Exercise description: Your task is to quote the material that follows, in full and exactly.

(Excerpts of pointing data)

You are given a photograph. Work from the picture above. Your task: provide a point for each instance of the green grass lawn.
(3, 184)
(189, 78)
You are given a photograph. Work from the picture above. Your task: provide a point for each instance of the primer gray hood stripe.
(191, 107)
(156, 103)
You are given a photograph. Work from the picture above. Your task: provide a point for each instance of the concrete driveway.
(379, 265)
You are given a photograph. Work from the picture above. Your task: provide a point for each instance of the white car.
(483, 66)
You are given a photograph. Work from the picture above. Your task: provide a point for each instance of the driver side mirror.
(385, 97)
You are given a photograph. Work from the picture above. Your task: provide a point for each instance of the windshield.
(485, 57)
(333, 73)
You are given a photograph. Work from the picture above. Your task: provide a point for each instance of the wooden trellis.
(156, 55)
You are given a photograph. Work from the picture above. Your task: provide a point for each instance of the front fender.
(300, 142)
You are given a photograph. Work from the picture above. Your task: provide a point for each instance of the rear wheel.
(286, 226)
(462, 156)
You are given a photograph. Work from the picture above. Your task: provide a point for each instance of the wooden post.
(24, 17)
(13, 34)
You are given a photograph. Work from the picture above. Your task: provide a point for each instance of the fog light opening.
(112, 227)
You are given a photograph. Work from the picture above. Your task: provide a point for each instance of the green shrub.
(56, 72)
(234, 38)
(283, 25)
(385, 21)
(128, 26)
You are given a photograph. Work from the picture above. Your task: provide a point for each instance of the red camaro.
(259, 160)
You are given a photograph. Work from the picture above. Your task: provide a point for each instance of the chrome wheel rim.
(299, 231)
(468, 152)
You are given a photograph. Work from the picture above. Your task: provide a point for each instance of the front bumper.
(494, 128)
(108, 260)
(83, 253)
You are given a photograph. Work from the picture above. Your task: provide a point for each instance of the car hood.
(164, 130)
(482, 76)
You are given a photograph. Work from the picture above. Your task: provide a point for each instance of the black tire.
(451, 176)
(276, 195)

Exercise answer:
You are given a photograph. Work from the picture above. Your task: provide a point for each instance of the green grass lawn.
(3, 184)
(189, 78)
You are given a photograph. Work from the picture above. Your task: provide a point for each instance of the primer gray hood stripe.
(191, 107)
(156, 103)
You are given a photograph. Work from the picture above. Your task: provide a point for each instance of the concrete driveway.
(379, 265)
You are given a photograph. Work from the picture above. Your task: provide a point for each instance of the white car.
(483, 66)
You are given a photograph. Work from the picture above. Your task: provide a point for each instance of the driver side mirror.
(385, 97)
You are given a photograph. Work from the picture above. Your task: provide a point for each instance of the windshield.
(485, 57)
(333, 73)
You are given a photograph. Work from the picture above. Your task: provide a point for each instance of the wooden trellis.
(156, 55)
You are given a photograph. Work from the picture above. Your task: provide a point for each instance of the front fender.
(300, 142)
You are given a photograph. Work from the picture above. Your task: provide a point for each instance of the rear wheel.
(286, 226)
(462, 156)
You are given a photograph. Work from the picture above. Your task: provide a point for each instance of the wooden post.
(24, 17)
(13, 34)
You are given a photograph. Work from the picture above. Your task: provide a point for each instance of the fog light opening.
(112, 227)
You are given a photograph. Work from the picture above. Your task: provide a point for each instance of the green shrub.
(56, 72)
(234, 38)
(283, 25)
(385, 21)
(128, 26)
You are given a photograph. Work from the picture above. Your task: provide a point for each instance of the red camaro.
(259, 160)
You are given a photograph. Work from the picture above. Your task: provide a point for each instance of the chrome wheel rim.
(299, 231)
(468, 152)
You are given a photograph. Work from the picture above. Your task: provide a point for each instance of the front bumper.
(494, 128)
(108, 260)
(83, 253)
You are given a photograph. Work from the picture above. Your task: provide a point for each instance of the car hood.
(164, 130)
(482, 76)
You are given a photograph. Work from the picture above. Your task: provide a point for each instance of the black tire.
(451, 176)
(276, 195)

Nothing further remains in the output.